### [Given text]
*** Begin section ***
Severe psoriasis was defined as patients who received a psoriasis diagnosis and systemic therapy consistent with severe psoriasis (n = 3603). Up to four unexposed patients without psoriasis were selected from the same practices and start dates for each psoriasis patient (n = 14 330). For every death, the cause was determined by review of the electronic medical record. Severe psoriasis was an independent risk factor for CV mortality (HR 1.57; 95% CI 1.26, 1.96) when adjusting for age, sex, smoking, diabetes, hypertension, and hyperlipidaemia. Overall, severe psoriasis patients experienced one extra CV death per 283 patients per year, even when adjusting for major CV risk factors. The relative risk of CV mortality was modified by age. For example, the RR of CV death for a 40-year-old and 60-year-old with severe psoriasis was 2.69 (1.45, 4.99) and 1.92 (1.41, 2.62), respectively. The findings were robust to multiple sensitivity analyses.
Patients with severe psoriasis have an increased risk of CV mortality that is independent of traditional CV risk factors. Additional studies are needed to determine the mechanism of this association and the impact that control of psoriasis has on CV risk.
See page 902 for the editorial comment on this article (doi:10.1093/eurheartj/ehq042)
Psoriasis is a common, chronic inflammatory disease of the skin and joints that affects ~2–4% of the general adult population.1,2 Psoriasis is associated with impairments in health-related quality of life, even in mild cases, and is associated with excess all-cause mortality in patients with severe disease.3,4 The cause of psoriasis remains unknown; however, its pathogenesis involves a complex interaction between genetics, the immune system, and environmental exposures.
*** End section ***
### [Data section]
*** Begin section ***
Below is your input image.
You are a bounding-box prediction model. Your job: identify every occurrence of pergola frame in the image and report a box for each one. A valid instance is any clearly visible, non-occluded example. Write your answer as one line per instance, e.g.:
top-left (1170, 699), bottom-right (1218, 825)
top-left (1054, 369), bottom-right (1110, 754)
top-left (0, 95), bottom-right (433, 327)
*** End section ***
*** Begin section ***
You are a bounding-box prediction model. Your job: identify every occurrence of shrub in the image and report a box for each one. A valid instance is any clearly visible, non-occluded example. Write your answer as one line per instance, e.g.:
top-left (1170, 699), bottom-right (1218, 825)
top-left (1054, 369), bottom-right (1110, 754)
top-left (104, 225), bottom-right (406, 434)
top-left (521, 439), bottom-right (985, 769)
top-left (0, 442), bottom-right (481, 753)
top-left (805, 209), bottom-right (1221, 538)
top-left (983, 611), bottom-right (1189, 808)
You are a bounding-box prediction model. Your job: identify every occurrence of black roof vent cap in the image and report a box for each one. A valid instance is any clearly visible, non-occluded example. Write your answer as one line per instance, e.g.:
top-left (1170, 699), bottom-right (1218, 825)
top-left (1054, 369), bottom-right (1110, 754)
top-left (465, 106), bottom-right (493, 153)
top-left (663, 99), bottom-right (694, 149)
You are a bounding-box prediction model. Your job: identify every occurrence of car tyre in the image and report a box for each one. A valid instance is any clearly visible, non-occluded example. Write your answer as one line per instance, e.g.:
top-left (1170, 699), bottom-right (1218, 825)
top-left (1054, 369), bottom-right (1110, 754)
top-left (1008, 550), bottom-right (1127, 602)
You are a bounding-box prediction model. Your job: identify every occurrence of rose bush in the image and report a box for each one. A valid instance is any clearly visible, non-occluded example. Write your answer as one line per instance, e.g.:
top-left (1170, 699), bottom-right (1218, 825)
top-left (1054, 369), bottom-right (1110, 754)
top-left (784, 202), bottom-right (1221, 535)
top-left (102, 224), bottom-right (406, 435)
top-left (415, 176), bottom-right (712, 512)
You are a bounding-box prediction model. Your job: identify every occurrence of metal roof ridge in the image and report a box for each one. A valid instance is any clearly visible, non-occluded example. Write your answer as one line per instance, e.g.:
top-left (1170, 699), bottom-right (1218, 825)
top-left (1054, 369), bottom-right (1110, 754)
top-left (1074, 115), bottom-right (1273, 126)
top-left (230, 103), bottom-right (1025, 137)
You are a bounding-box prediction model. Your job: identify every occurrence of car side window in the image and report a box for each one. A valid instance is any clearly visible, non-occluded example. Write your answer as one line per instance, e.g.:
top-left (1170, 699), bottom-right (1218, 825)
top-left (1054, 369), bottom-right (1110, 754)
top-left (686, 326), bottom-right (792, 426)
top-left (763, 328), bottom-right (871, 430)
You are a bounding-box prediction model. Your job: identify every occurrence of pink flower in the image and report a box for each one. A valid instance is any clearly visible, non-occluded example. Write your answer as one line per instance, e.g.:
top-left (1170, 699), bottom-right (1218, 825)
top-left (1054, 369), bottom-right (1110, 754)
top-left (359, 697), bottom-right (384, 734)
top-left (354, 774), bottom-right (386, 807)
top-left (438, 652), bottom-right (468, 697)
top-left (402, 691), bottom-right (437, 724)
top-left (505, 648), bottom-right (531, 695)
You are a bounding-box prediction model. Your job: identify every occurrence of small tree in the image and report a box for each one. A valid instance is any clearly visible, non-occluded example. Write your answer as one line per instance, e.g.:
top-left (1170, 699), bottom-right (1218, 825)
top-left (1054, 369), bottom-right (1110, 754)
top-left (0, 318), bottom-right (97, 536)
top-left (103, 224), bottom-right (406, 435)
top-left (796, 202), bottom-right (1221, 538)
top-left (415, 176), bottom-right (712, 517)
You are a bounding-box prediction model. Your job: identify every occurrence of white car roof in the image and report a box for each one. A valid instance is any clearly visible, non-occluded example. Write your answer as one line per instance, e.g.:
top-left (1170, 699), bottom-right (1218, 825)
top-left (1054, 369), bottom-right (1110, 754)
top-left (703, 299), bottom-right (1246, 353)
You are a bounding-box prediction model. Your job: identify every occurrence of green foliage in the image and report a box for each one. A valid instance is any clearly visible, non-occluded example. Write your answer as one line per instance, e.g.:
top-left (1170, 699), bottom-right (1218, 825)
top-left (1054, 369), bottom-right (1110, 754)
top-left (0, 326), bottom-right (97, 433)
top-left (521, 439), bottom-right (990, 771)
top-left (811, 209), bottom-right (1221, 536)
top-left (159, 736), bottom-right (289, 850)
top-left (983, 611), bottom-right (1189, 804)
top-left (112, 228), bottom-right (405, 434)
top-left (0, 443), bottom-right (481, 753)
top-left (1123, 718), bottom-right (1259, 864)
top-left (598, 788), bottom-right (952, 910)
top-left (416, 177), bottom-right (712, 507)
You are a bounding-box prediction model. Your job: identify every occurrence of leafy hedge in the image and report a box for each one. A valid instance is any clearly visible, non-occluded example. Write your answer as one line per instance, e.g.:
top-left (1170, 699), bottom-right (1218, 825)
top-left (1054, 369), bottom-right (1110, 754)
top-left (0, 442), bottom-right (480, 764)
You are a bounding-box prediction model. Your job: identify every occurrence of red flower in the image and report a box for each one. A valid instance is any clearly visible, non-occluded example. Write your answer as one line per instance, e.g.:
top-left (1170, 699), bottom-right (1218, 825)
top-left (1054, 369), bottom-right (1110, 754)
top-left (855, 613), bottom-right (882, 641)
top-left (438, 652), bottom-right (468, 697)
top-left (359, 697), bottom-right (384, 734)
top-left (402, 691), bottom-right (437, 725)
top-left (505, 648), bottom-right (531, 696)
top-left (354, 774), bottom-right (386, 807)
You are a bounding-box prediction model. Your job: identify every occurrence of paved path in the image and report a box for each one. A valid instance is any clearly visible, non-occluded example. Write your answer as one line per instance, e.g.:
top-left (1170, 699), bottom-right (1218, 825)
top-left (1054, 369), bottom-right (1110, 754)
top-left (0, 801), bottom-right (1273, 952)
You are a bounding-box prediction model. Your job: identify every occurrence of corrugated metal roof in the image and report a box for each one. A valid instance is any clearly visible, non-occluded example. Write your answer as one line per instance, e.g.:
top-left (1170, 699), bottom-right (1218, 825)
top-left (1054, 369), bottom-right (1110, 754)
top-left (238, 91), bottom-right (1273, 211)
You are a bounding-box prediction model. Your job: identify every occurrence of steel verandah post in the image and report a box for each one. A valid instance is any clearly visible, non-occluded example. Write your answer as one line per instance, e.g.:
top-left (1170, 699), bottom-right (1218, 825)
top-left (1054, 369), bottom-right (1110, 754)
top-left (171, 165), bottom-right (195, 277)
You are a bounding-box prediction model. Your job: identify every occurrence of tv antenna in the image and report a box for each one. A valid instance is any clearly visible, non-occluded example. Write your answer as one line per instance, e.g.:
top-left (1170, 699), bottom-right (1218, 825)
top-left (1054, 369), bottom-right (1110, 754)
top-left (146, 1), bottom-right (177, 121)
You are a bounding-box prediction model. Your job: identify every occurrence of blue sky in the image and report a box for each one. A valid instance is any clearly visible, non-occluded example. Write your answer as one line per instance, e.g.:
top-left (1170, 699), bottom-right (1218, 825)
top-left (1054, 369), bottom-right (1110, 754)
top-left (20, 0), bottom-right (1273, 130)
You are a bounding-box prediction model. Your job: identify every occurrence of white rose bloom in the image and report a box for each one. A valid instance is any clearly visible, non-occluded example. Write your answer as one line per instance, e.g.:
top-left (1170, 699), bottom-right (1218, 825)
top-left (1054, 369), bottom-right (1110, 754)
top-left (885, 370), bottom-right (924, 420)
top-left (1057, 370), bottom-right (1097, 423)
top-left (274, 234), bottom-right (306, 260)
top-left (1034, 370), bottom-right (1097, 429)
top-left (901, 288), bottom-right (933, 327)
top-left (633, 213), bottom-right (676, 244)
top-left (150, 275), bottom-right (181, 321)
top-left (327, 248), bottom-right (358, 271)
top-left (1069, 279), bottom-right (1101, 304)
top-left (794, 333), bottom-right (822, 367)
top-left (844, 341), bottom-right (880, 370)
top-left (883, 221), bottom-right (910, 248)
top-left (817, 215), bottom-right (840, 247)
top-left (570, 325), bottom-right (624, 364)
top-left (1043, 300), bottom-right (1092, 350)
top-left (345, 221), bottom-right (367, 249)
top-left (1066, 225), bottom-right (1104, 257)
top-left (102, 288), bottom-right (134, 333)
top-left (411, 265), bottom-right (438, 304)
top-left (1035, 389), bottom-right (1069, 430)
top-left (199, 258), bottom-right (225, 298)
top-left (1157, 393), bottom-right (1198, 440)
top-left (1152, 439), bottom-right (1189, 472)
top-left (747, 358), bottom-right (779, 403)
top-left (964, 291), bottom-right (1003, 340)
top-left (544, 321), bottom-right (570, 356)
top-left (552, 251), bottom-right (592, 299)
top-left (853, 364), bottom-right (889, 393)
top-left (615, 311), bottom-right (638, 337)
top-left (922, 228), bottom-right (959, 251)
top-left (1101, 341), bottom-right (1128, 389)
*** End section ***
### [Required work]
Condense the paragraph of the psoriasis text that begins "Psoriasis is a common" into a short bulleted list that keeps its main facts. Rely on the psoriasis text alone, not the items.

### [Reply]
- Psoriasis is a common, chronic inflammatory disease of the skin and joints.
- It affects about 2–4% of the general adult population.
- It impairs health-related quality of life, even in mild cases.
- Severe disease is associated with excess all-cause mortality.
- Its cause is unknown.
- Its pathogenesis involves a complex interaction of genetics, the immune system, and environmental exposures.